Now let's talk about Docker specific terminology. Life is much easier if you understand Docker terminology from the very start. The easiest way to get an initial grasp of Docker terminology is via the following (greatly simplified) diagram:
Looking at the diagram, you'll see that a container is a runtime implementation of an image. Many containers can be started from one image. As an analogy, an image is kind of like an architectural drawing of a house, and a container is a house built based on that drawing. As anyone who has driven through a housing community knows, several houses can be constructed from one drawing. Another analogy might be in Object Oriented Programming, with the image being a class and the container being an object. The thing that does all the computing is the container: An image alone does nothing except serve as a template for containers.
Looking again at the diagram, you'll see there are at least three methods of creating/modifying an image:
A repository is a network/internet connected service that contains images. Images can be pulled from a repository or pushed to it. There are Docker repositories all over the place, and it's beyond the scope of this document to tell you how to specify a repository or build your own. Suffice it to say that the docker program's commands default to the top-level repositories controlled by the Docker team, as does the Dockerfile from statement.
When you roll your own image with a Dockerfile and associated image, all files destined to end up inside the image go in the directory containing the Dockerfile (named Dockerfile), the Dockerfile specifies which image, from the repository, to base the image on, and then you create the image with the docker build command. The Dockerfile is just a text file that can be edited with any text editor.
If you need a sandbox in which to develop or test, the value of Docker is intuitively obvious to the most casual observer. Other benefits need some explanation...
On Linux (and on Windows, but that's not relevant here), every piece of software has all sorts of dependencies. The complexity of all these interlinking dependencies is so overwhelming that every Linux distribution needs a package manager to install software. Oh, of course you could ./configure;make;make install, but on software of even moderate complexity you'll spend an hour or so working out all the dependencies. This dependency complexity becomes a problem for three classes of people:
For those three classes of people, Docker solves the dependency complexity problem. The exact way Docker solves the problem can be read on the Docker explanation pages, but the bottom line is that Docker makes deployment and installation much easier for software with non-trivial dependencies.
As a user or sysadmin, you might want a software version that your Linux distribution's package manager doesn't offer. Docker to the rescue. You can run a Ubuntu version of Gnumeric on Debian, or vice versa. You can run the Debian version of Apache on Fedora, and vice versa.
Users! Can't live with them, can't live without them. They'll hack, if you let them. Using Docker containers disguised as simple applications, you can limit the damage they can do. You can let them modify or see only files in a certain directory tree. You can deploy a version of the software with specific plugins and configurations.

◆ What to produce
Reproduce the stretch of the Docker overview from "As a user or" through "and vice versa.".

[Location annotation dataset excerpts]
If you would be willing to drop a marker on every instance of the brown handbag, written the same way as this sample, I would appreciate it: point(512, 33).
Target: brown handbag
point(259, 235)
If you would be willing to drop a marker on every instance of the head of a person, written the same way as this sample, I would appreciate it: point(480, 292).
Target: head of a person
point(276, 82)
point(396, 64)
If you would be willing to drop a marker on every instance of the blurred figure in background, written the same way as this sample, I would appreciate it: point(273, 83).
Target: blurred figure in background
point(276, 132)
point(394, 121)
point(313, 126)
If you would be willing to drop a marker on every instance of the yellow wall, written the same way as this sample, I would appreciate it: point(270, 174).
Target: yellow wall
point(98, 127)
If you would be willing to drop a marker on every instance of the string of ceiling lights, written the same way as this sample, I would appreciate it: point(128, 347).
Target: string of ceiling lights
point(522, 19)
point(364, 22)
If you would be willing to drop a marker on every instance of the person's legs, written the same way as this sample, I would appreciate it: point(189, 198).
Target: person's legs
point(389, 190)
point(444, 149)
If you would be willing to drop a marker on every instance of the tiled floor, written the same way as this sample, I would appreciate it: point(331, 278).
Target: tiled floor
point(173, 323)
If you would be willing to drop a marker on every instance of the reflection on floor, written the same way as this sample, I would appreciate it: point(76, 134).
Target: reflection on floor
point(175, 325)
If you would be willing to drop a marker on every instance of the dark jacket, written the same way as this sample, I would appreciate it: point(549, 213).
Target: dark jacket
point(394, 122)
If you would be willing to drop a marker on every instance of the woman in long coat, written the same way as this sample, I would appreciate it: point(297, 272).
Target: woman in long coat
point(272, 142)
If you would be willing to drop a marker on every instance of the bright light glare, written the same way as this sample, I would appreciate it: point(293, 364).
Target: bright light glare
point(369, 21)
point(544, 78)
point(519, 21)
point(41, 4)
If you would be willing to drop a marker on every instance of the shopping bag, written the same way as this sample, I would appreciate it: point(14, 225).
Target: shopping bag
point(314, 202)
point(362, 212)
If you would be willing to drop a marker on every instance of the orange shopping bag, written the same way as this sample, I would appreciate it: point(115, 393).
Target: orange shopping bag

◆ Task solution
As a user or sysadmin, you might want a software version that your Linux distribution's package manager doesn't offer. Docker to the rescue. You can run a Ubuntu version of Gnumeric on Debian, or vice versa. You can run the Debian version of Apache on Fedora, and vice versa.